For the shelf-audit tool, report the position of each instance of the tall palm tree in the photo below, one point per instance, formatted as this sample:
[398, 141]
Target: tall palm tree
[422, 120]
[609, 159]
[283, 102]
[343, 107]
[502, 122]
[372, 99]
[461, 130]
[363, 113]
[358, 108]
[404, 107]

※

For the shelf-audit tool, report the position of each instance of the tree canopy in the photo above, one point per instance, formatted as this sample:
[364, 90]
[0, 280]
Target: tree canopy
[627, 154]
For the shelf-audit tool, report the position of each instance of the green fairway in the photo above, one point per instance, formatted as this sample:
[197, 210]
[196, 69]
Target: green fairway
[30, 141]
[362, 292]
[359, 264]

※

== Task description ==
Pick out each line above that contains the string "Target", treating uppercase and lowercase as different.

== Expected output ==
Target: tall palm tree
Target: tree canopy
Target: green fairway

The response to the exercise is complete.